::: EXCERPTED TEXT :::

Dataproc requires no upfront payment. You only pay for the resources used for the time the clusters are running.

Before you begin

Duration is 1 min

If you have not started the lab, go ahead and click the green "Start Lab" button. Once done, it will display credentials for this lab. Repeat the steps in Lab 0 to log into the Cloud console with the credentials provided in this lab.

Here is a quick reference:

Open new incognito window → go to cloud console → login with provided credentials → follow the prompts → switch project if necessary

Create Clusters with the Web Console

Duration is 10 min

You will first create a cluster using the Google Cloud Platform Web Console.

Step 1

Open the Cloud Platform Console and navigate to the project you are using for this course.

Note: If a different project is selected, click the project name to the right of Google Cloud Platform in the title bar and choose the right one.

Step 2

Click the menu on the left and select Compute Engine. This ensures that any necessary fraud checks are carried out and APIs are enabled. It will reduce the wait times associated with later steps if you do this now.

Step 3

Click the menu icon on the left corner of the Google Cloud Platform Web Console, scroll down to the Big Data section and select Dataproc.

Note: If you get an "Enable API" popup, go ahead and click Enable.

Step 4

Click the Create cluster button. This opens the Create a cluster page.

Step 5

You will create the smallest possible cluster.

Name your cluster my-first-cluster.
Select the zone us-central1-a.
In the Master node | Machine type drop-down select the first machine n1-standard1(1vCPU, 3.75GB memory).
Change the master node's primary disk size to 10 GB.
In the Worker nodes | Machine type drop-down also select the first machine n1-standard1(1vCPU, 3.75GB memory).
Leave the number of worker nodes at the default of 2.
Also change the worker node's primary disk size to 10 GB.

Step 6

Click the Create button at the bottom on the page. It will take a couple minutes for the cluster to be ready.

Accessing the Cluster Master with SSH

Duration is 15 min

You will SSH into the master node and and discover what is installed and run a simple job.

Step 1

When you see a green check next to the cluster you just created click on the cluster name. This opens the Cluster details page.

Step 2

Click the VM Instances tab to see a list of machines in your cluster. Click on the master node (my-first-cluster-m), to see that machine's details.

Step 3

Click the SSH button to connect to that machine. This will open a new window or tab in your browser with a terminal window that is connected to your master node machine.

Step 4

Type the following command to see what version of Python is installed.

python --version

Step 5

Enter the following commands as well to see some of the programs that are pre-installed on the machine.

:::

- [WHAT THIS EXERCISE ASKS]:
(a) Reproduce the Dataproc lab text above word for word, everything from "Click the Create cluster" down to "master node's primary disk size to 10 GB.".
(b) Carry on with the Dataproc lab text, starting right after its last sentence.

::: SUPPLIED DATA :::

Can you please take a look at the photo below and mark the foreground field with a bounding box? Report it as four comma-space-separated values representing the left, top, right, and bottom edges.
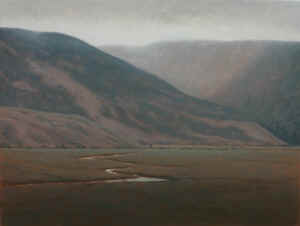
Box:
0, 148, 300, 226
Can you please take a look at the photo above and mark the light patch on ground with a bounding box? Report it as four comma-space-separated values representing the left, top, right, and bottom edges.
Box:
12, 81, 37, 92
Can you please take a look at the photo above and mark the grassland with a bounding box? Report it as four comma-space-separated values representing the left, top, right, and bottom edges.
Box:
0, 148, 300, 226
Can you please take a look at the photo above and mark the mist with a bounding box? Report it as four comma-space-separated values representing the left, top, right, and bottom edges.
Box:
0, 0, 300, 45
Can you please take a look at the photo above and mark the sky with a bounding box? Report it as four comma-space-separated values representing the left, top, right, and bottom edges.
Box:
0, 0, 300, 46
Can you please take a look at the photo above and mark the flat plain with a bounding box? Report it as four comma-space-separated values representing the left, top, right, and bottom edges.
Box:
0, 147, 300, 226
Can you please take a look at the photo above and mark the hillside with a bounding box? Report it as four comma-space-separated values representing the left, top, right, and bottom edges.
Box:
100, 41, 265, 99
103, 41, 300, 145
0, 28, 283, 147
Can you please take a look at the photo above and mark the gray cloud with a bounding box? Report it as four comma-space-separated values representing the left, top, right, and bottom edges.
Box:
0, 0, 300, 45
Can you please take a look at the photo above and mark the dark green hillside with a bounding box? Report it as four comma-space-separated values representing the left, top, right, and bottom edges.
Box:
216, 42, 300, 145
0, 28, 282, 146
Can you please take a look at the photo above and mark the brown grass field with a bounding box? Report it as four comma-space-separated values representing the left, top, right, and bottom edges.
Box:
0, 147, 300, 226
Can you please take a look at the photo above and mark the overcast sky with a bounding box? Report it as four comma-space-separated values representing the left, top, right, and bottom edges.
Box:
0, 0, 300, 45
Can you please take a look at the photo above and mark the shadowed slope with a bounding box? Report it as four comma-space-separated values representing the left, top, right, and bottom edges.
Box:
103, 41, 300, 145
0, 29, 282, 146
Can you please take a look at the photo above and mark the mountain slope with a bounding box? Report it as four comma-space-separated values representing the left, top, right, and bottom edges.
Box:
104, 41, 300, 145
100, 41, 265, 99
0, 28, 283, 147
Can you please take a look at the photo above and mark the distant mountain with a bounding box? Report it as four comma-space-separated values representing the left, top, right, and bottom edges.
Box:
0, 28, 284, 147
103, 41, 300, 145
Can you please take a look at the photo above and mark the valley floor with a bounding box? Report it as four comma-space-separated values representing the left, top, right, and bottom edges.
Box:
0, 147, 300, 226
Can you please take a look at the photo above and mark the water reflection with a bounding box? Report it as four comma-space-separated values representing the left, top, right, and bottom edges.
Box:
0, 150, 300, 226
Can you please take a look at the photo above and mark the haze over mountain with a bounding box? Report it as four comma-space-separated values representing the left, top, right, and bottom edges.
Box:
0, 28, 283, 147
101, 41, 300, 145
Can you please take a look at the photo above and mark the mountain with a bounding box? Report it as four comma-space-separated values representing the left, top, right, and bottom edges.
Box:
0, 28, 284, 147
103, 41, 300, 145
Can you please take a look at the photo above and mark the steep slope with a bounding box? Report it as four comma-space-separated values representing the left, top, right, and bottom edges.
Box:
100, 41, 266, 99
213, 42, 300, 145
104, 41, 300, 145
0, 28, 283, 147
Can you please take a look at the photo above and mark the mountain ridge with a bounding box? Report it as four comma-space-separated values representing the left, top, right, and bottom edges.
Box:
103, 40, 300, 145
0, 29, 284, 147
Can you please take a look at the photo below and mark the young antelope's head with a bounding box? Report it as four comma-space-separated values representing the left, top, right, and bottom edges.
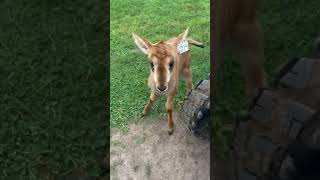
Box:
132, 29, 188, 92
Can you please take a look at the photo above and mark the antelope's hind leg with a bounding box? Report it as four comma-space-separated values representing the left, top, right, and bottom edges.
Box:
142, 92, 157, 116
166, 93, 175, 135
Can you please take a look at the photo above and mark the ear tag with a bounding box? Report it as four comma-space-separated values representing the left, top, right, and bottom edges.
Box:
178, 39, 189, 54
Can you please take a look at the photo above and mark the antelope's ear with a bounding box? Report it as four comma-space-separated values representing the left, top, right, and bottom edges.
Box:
132, 33, 152, 55
168, 28, 189, 46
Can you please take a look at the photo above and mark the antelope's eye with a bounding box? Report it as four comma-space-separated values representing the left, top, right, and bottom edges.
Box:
150, 62, 154, 71
169, 61, 174, 70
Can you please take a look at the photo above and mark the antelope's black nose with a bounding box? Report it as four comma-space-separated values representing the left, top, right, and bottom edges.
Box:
157, 85, 167, 91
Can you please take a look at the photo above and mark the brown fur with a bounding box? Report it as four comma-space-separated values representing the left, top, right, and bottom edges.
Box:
132, 29, 203, 134
211, 0, 265, 97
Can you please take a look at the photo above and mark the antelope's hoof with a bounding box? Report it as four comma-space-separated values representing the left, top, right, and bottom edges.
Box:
141, 111, 147, 117
168, 127, 173, 135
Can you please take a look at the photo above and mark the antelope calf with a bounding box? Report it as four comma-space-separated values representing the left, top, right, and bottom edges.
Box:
132, 29, 203, 135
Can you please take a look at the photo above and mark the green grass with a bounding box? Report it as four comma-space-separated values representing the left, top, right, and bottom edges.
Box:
0, 0, 108, 180
214, 0, 320, 155
110, 0, 210, 130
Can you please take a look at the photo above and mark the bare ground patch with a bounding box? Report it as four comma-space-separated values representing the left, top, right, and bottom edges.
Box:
110, 114, 210, 180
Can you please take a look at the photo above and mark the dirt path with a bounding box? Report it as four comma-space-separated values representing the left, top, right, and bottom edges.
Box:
110, 114, 210, 180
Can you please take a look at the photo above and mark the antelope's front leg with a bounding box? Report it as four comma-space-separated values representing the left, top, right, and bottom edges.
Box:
142, 92, 157, 116
166, 93, 175, 135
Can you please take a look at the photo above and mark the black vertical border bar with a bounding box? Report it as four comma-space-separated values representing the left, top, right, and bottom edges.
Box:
209, 0, 217, 179
103, 0, 111, 176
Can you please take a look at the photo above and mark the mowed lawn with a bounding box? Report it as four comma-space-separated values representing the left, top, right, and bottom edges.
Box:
213, 0, 320, 154
110, 0, 210, 130
0, 0, 108, 180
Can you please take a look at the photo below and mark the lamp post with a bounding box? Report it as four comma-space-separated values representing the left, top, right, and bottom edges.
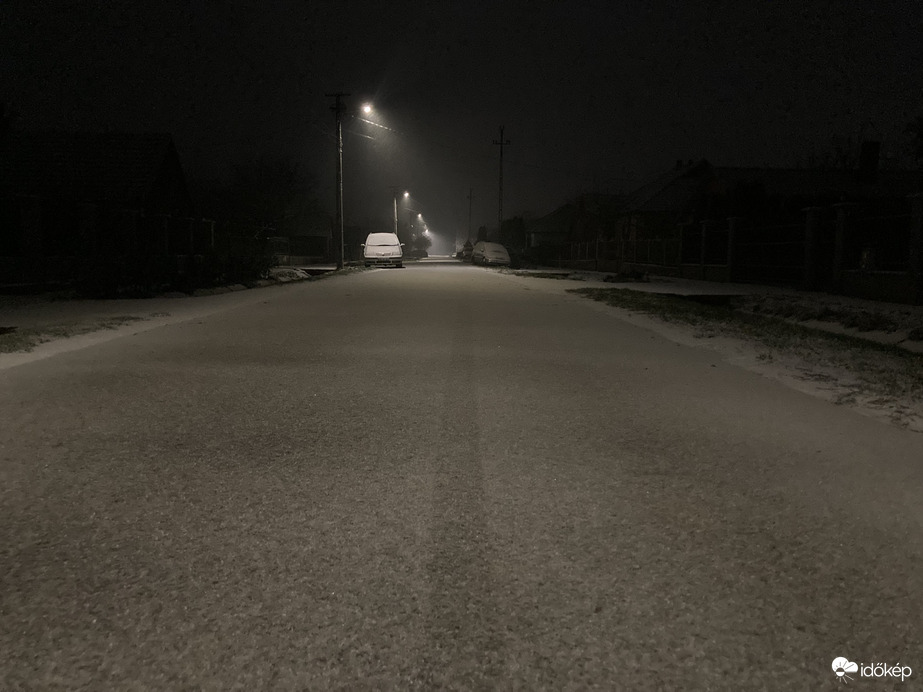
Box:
327, 92, 349, 269
326, 96, 372, 269
391, 186, 410, 235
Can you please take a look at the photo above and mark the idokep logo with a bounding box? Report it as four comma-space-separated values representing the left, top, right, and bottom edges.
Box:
833, 656, 859, 682
831, 656, 913, 683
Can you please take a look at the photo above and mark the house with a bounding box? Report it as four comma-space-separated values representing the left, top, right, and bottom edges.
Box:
525, 194, 624, 260
611, 155, 923, 299
0, 132, 192, 270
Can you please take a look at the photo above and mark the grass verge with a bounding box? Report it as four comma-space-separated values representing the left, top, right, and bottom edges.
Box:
0, 315, 144, 353
569, 288, 923, 402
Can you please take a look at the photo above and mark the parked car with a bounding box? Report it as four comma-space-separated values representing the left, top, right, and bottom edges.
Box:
362, 233, 404, 267
471, 240, 510, 267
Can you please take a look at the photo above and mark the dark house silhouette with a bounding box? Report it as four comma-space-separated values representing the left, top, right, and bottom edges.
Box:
0, 132, 192, 283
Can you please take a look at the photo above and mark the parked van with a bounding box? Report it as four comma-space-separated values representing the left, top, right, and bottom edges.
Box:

:::

- [FINAL RESULTS]:
(a)
Click the Create cluster button. This opens the Create a cluster page.

Step 5

You will create the smallest possible cluster.

Name your cluster my-first-cluster.
Select the zone us-central1-a.
In the Master node | Machine type drop-down select the first machine n1-standard1(1vCPU, 3.75GB memory).
Change the master node's primary disk size to 10 GB.

(b)
java -version

scala -version

pyspark --version

pig --version

hive --version

Accessing the Cluster Master with the Browser

Duration is 10 min

Step 1

In the Google Cloud Platform Web Console, click the menu on the left and select VPC Network > Firewall rules from the Networking section.

Step 2

You are going to allow access to your Dataproc cluster, but only to your machine. To do this, you will need to know your IP Address. Go to the following URL to find out what it is:

http://ip4.me/

Step 3

Click Firewall rules in the left-hand navigation pane. Click on the Create Firewall Rule button. Then, Enter the following:

Name the rule .
For Targets, select "All instances in the network"
Select IP ranges from the Source filter dropdown.
In the source IP ranges text box enter your ip address followed by /32. So if your IP address is 1.2.3.4 then the text box would read 1.2.3.4/32.
For Protocols and ports, select "Specified Protocols and ports", and enter the following in the text box:

Once you have confirmed your entries, click Create.

Note: This firewall rule allows access to tcp port 8088 which is Hadoop, 9870 which is HDFS and 8080 which is Datalab. We will install Datalab later in the course.

Step 4

In the Web Console go back to the Dataproc service. Click on your cluster to open its details. Then, click on VM Instances, then click on your master node to see its details.

Scroll down and find your master node's external ip address, select it and copy it to your clipboard.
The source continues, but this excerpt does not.